**Task requirements:**
**A)** According to the Norfolk Folklore Society newsletter, in which decades did the ghostly nun visit Mann Egerton's?
**B)** Write the next part of the Norfolk Folklore Society newsletter, picking up right after its final sentence.

**Supplied text:**

Norfolk Folklore Society - December 2024
A note from Siofra
Hello folklore friends,
Another short note from me I’m afraid. I’m sure I’ve done a lot since our last newsletter. But as you’ve probably noticed, this month’s edition is a day late, and I’m feeling a little frantic with festive preparations, which means my mind has gone blank and I can’t think of anything to write. But Stacia’s little note sums things up nicely. So, to make sure this newsletter isn’t even more late, I’ll pass you to Stacia.
I’m looking forward to see some of you at Wednesday’s talk at Carrow House. Or at Norwich Pagan Moot’s Twelfth Night Ritual at Mousehold Heath in the new year. Or maybe event the Whittlesea Straw Bear Festival…
I hope you all have a lovely Yule.
Love Siofra
💚
A note from Stacia
You never know where life might take you – one minute you’re talking to Snapdragon, the next you’re appearing on a bottle of room mist that smells like a haunted stone and then you’re having meetings about your very own festival. Life in the Norfolk Folklore Society is never dull!
We’ve had an exciting month with collabs and folklore heroes and planning afoot for the first Norfolk Folklore Society Festival next year. I am now knee-deep in tinsel at my day (and night) job and will be helping my team deliver Christmas to thousands of people over the next few weeks. I’m looking forward to a night off for our last talk of 2024 and some chilling ghost stories in a slightly less chilly room than the Orangery at Carrow House.
I don’t know what 2025 has in store and I am nervous, but as ever, I’ll keep putting one foot in front of the other, and repeating. In every beginning, we hold the memory of what’s come before, and such knowledge can both help and hinder us. And of course, not every beginning is welcome and that’s another immense hurdle to jump: it’s a good job I’ve got a lot of NFS plans to keep me occupied in the darker months!
Love, Stacia
The Haunting of Mann Egerton’s: The Ghostly Nun of Prince of Wales Road
There was an unspoken chill that fell over Mann Egerton’s boiler room, settling like a silent warning in the shadows.
When the temperature dropped and the lights seemed to dim, Mr. A.W.P. Pullinger knew what was about to happen; he had felt this creeping cold too many times to dismiss it as coincidence.
“I feel it before she appears,” he said, when interviewed at the time. And just seconds later, the ghostly nun would make her entrance, bound to the darkness in the heart of Norwich.
It was in the 1940s and again in the 1960s that the nun began her spectral visits. Mann Egerton’s headquarters on Prince of Wales Road, with its bustling industry and the hum of machines, was an unlikely setting for a haunting.
But there she was—visible in the daylight, her black habit and white headdress casting no shadow as she glided over the cold concrete floors.

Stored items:
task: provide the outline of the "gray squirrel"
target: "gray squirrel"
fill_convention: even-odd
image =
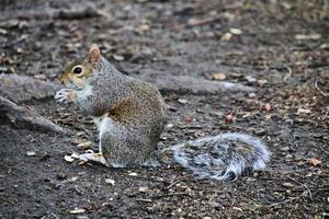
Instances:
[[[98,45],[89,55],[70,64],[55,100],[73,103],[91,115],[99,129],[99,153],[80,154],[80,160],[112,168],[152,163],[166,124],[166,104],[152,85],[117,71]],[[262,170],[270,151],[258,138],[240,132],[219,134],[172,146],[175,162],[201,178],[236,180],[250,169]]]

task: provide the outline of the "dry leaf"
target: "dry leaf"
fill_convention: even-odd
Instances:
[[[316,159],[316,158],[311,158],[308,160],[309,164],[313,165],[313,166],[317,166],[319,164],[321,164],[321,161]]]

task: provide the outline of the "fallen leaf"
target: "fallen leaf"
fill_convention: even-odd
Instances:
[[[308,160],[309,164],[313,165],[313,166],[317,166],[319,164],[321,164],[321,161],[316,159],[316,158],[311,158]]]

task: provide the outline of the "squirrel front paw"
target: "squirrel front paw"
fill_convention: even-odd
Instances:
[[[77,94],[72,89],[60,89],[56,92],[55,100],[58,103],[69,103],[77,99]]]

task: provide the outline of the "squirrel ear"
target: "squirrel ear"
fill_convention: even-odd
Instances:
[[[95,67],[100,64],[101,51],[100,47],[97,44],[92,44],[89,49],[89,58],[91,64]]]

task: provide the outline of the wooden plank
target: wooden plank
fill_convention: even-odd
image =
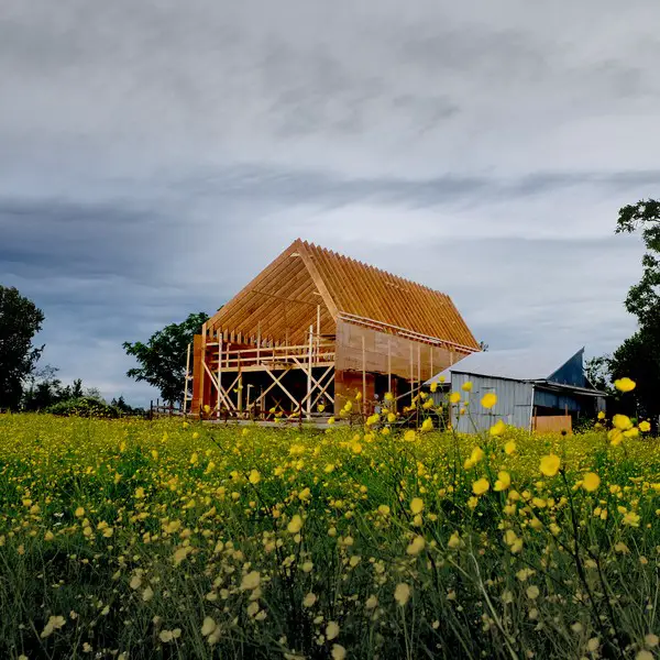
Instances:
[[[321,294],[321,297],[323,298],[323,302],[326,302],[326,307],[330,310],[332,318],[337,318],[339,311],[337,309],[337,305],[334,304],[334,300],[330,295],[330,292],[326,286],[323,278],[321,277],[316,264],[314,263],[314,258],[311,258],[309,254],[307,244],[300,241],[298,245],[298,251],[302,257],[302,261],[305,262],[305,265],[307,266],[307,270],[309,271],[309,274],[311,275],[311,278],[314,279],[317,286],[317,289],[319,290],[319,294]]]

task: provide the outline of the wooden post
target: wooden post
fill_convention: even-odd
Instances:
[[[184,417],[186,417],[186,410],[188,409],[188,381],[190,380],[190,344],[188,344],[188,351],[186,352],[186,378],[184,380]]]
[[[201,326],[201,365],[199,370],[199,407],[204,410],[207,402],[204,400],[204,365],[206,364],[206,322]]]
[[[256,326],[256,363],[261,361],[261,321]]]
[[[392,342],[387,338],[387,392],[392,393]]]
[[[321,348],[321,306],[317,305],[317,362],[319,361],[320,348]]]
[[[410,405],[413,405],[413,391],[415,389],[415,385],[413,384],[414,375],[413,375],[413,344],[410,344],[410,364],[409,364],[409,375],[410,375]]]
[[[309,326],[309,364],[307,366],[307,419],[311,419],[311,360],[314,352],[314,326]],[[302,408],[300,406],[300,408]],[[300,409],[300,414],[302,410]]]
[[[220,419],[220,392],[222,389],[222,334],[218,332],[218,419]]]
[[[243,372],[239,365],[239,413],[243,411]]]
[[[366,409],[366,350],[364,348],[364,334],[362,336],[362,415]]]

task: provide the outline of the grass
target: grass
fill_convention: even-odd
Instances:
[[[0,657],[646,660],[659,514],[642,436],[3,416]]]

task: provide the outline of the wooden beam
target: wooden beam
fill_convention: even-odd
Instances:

**Answer set:**
**A)** The 1940s and the 1960s.

**B)**
Mr. Pullinger, an engineer, was no stranger to the practicalities of his trade, yet he could hardly ignore the apparition that crossed his path three times in one year.
“The nun looks as solid as you or I,” Pullinger told a reporter from a local newspaper in December 1960, his words laced with reverence and a touch of dread.
“She walks as if she’s making rounds in a hospital ward, her footsteps barely stirring the silence.”
She would emerge from behind the boilers, crossing the room with a purposeful stride before slipping, soundless, through the fireproof door—a door that stayed locked. Her form was uncanny in its realism: a dark robe, sturdy black shoes, and a faintly rustling hem, all impossibly intact.
Strangely, the nun chose not the cloak of night but rather the blunt clarity of daylight. Pullinger explained, “She always appears when the lights are on. There’s no mistaking her presence—solid, unsettling, and far too real.” He felt no fear, just an unshakable cold that cut deeper than the winter air.
It was as if the nun’s essence drew warmth from the room, her presence woven into the bones of the building itself.
The origins of this apparition were a mystery, but there were whispers. Mann Egerton’s stood on ground with a layered past; the building’s foundations lay near the site of Greyfriars, a 13th-century Franciscan priory, and Cooke’s Hospital, an almshouse that once offered sanctuary to Norwich’s impoverished women.
Had this solemn nun walked these grounds centuries ago, perhaps tending the sick or praying for lost souls? Or was she a spectral echo of Carrow Abbey’s ancient sisters, seeking her way back through time?
The haunting was not confined to Norwich alone. Odd happenings were also reported at Mann Egerton’s Bury St. Edmunds branch across the Suffolk border. There, cleaning staff refused to work after dark, disturbed by the uncanny feeling of being watched and the clocks ticking backward on their own accord. Objects moved without warning, and eerie noises disrupted the night. Here, the culprit was no ghostly nun but something darker—a restless poltergeist.
As for Pullinger, he remained steadfast in his recounting of the nun’s spectral visitations. “I first saw her before the war, in the basement,” he said. The sightings had tapered off by the time the 1960s rolled around, as if she had finally been laid to rest.
But for those who still wander near Prince of Wales Road, a faint chill in the air may yet linger, a trace of the nun who walked solid and silent, bound to a past that refuses to let go.
The Enchantment of December's Cold Moon
As the final full moon of the year ascends over Norfolk’s frost-kissed fields, it carries with it an aura of magic and mystery. December's Cold Moon, named for the biting chill that grips the land during the darkest nights, is steeped in folklore that speaks to the heart of winter’s enchantments.
Known as the Cold Moon by Native American tribes and the Long Night Moon in Europe, this luminous orb shines brightest against the backdrop of the year's longest nights.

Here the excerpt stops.